**Instructions for the task:**
From the listing below, set down exactly the lines between the one holding "Target: shrub" and the one holding "of the large", inclusive. No other line is wanted.

**Dataset extract:**
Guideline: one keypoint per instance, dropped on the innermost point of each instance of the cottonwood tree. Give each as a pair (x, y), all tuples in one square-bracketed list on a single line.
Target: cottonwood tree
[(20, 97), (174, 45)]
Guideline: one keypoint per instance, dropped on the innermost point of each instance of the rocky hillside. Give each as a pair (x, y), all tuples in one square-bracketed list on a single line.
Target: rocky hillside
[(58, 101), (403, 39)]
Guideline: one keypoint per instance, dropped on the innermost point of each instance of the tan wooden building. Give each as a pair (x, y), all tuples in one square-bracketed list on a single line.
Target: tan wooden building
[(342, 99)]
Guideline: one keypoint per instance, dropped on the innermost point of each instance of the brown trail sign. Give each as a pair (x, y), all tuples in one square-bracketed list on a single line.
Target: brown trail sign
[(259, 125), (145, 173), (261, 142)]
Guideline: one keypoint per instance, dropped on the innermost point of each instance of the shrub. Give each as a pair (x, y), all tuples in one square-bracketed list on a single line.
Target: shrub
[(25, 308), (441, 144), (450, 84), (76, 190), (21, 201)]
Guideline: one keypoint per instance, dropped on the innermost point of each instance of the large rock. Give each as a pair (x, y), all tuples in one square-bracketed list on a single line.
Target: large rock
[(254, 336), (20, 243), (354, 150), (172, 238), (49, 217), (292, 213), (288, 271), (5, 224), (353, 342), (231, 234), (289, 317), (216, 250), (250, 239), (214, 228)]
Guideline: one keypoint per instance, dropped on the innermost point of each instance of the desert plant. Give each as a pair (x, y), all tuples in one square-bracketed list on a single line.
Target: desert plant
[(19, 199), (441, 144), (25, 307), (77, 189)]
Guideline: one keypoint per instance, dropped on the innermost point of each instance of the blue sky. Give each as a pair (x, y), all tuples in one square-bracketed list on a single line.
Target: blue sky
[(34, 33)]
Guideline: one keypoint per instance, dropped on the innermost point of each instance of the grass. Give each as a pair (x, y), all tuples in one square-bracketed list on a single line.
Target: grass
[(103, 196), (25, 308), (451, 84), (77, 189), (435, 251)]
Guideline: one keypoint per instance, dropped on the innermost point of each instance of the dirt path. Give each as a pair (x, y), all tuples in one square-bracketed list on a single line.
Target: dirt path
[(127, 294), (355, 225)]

* * *

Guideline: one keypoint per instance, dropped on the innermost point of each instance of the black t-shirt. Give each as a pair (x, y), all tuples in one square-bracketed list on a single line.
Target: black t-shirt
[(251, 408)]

* * *

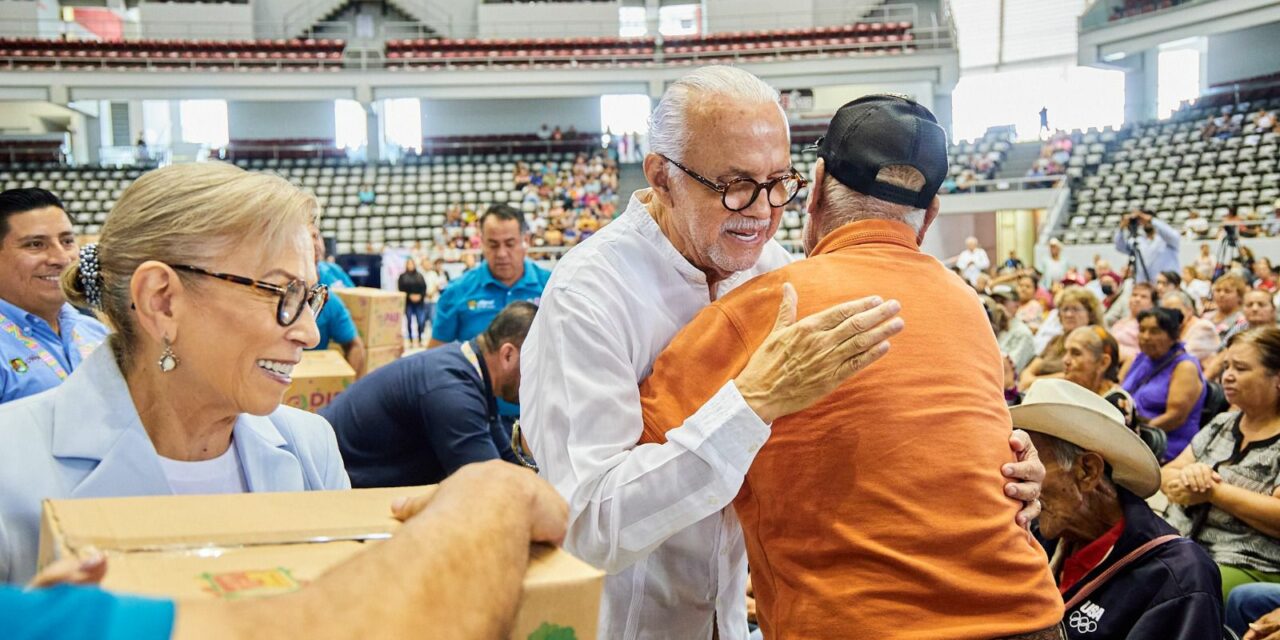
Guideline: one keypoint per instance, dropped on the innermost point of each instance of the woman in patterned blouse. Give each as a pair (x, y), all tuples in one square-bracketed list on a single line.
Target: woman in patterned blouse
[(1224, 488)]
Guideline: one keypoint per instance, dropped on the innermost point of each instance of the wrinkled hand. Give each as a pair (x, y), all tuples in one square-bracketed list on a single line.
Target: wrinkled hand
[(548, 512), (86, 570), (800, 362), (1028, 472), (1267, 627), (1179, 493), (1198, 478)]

**Result below:**
Target: shrub
[(25, 308), (441, 144), (450, 84), (76, 190), (21, 201)]
Guideline: one keypoint per instance, dropped on the innermost point of each instance of the large rock. Give each as a pair (x, y), all tuples in one square-bracketed list on a single line.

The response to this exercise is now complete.